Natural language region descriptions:
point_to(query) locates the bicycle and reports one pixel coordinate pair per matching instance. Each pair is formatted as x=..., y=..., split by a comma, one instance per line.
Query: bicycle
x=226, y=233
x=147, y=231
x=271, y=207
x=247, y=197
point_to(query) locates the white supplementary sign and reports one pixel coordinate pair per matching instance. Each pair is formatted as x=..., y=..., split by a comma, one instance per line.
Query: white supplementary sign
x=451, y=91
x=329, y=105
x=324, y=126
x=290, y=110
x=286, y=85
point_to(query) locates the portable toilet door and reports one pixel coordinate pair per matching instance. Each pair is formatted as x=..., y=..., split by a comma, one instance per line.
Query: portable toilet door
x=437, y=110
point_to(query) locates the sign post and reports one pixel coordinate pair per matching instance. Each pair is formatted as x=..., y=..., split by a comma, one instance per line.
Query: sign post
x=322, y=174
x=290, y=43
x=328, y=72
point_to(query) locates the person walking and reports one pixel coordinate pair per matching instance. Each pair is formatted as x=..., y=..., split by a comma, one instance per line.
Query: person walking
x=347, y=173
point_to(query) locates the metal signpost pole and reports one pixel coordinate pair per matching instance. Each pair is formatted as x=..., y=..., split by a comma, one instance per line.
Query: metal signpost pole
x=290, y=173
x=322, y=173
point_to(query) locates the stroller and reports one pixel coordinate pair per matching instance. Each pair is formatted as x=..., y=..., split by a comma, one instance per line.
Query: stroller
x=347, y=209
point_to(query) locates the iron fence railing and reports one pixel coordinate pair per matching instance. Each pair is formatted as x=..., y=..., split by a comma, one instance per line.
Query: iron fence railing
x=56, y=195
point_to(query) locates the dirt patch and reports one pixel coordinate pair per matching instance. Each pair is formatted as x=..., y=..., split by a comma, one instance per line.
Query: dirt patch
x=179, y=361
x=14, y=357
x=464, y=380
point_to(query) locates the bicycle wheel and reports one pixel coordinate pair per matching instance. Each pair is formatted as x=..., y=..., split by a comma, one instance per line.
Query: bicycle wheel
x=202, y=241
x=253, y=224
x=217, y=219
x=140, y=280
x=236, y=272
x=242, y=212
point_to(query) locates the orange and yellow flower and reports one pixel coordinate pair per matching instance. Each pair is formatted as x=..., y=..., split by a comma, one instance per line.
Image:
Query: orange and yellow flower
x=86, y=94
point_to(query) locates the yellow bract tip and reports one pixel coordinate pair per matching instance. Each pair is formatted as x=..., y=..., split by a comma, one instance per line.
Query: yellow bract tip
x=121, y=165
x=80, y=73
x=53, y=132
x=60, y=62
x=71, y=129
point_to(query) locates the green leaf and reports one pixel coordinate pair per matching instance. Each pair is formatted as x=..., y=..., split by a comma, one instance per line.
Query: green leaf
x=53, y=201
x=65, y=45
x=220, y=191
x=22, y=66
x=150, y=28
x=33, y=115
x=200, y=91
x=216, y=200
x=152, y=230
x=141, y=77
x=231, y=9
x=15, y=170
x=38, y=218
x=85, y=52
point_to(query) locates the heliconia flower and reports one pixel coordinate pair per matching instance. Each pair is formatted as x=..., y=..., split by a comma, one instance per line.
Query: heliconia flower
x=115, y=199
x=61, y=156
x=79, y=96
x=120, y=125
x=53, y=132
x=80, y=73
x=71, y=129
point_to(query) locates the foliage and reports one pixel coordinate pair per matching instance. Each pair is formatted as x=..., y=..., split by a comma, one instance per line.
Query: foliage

Exercise details:
The records above are to be restated word for word.

Result of the task:
point_to(query) locates the bicycle and reports one pixel coordinate pair per matching instance. Each pair is formatted as x=..., y=..., split by a comma, one instance per line.
Query: bicycle
x=226, y=233
x=147, y=231
x=271, y=207
x=247, y=197
point_to(query) locates the white supplementary sign and reports one pixel coordinate pair per matching instance. Each pair is formatted as x=..., y=..., split by a comma, one instance per line.
Query: white supplementary sign
x=451, y=91
x=329, y=105
x=324, y=126
x=290, y=110
x=286, y=85
point_to(query) locates the portable toilet door and reports one pixel coordinate pair per matching instance. Each pair is formatted as x=..., y=..., split by a comma, one instance per line.
Query: portable toilet door
x=437, y=110
point_to(query) locates the sign post and reports one pixel coordinate pair per matching instance. Each pair is formatted as x=..., y=..., split by a comma, one instance per line.
Query: sign post
x=322, y=174
x=290, y=43
x=328, y=72
point_to(query) locates the person walking and reports one pixel coordinate pair per matching instance. Each pair is formatted as x=..., y=..., split by a comma, one instance per line.
Query: person walking
x=347, y=173
point_to(query) locates the metal signpost pole and reports one pixel coordinate pair per matching instance. Each pair is formatted as x=..., y=..., split by a comma, one instance per line.
Query: metal signpost pole
x=290, y=173
x=322, y=173
point_to(query) locates the stroller and reports one pixel coordinate pair per matching instance. Each pair is formatted as x=..., y=..., split by a comma, one instance per line.
Query: stroller
x=347, y=209
point_to(query) locates the iron fence railing and reports one pixel coordinate pair per matching instance. Each pair is formatted as x=..., y=..., split by a comma, one instance per line.
Query: iron fence railing
x=56, y=195
point_to(query) locates the dirt patch and reports one pixel coordinate pair per matching instance. Each pair is formatted as x=..., y=..., split by a comma, one instance per line.
Query: dirt patch
x=179, y=361
x=14, y=357
x=464, y=380
point_to(query) locates the bicycle wheel and reports one pixel coordinate pair per matching instance. Each pair is formatted as x=..., y=..., split by a comma, one instance per line.
Query: bicycle wheel
x=202, y=241
x=253, y=224
x=217, y=219
x=140, y=280
x=236, y=272
x=242, y=212
point_to(query) locates the orange and yellow flower and reports one pixel coordinate pair per matching instance. Each pair is formatted as x=..., y=..., split by a comma, one instance per line.
Image:
Query: orange and yellow flower
x=86, y=94
point_to(query) locates the yellow bract tip and reports one pixel coordinate pair per matching instance. Each pair is formatted as x=..., y=..., split by a comma, one instance per line.
Query: yellow bract tip
x=121, y=165
x=80, y=73
x=53, y=132
x=60, y=62
x=71, y=129
point_to(query) locates the green leaf and reports one pixel coordinate pair per matching instance. Each pair is formatted as x=..., y=..., split by a comma, one instance per line.
Query: green leaf
x=53, y=201
x=65, y=45
x=220, y=191
x=22, y=66
x=150, y=28
x=33, y=115
x=200, y=91
x=216, y=200
x=152, y=230
x=141, y=77
x=231, y=9
x=15, y=170
x=38, y=218
x=85, y=52
point_to(query) locates the heliconia flower and reports one pixel coordinate pair per matching instance. Each pair is formatted as x=..., y=..., split by a comma, one instance per line.
Query: heliconia flower
x=115, y=199
x=61, y=156
x=79, y=96
x=120, y=125
x=53, y=132
x=80, y=73
x=71, y=129
point_to(query) locates the foliage and reports one pixel coordinate pair per matching instance. Each pair is formatted as x=..., y=..., split by a comma, one instance per line.
Query: foliage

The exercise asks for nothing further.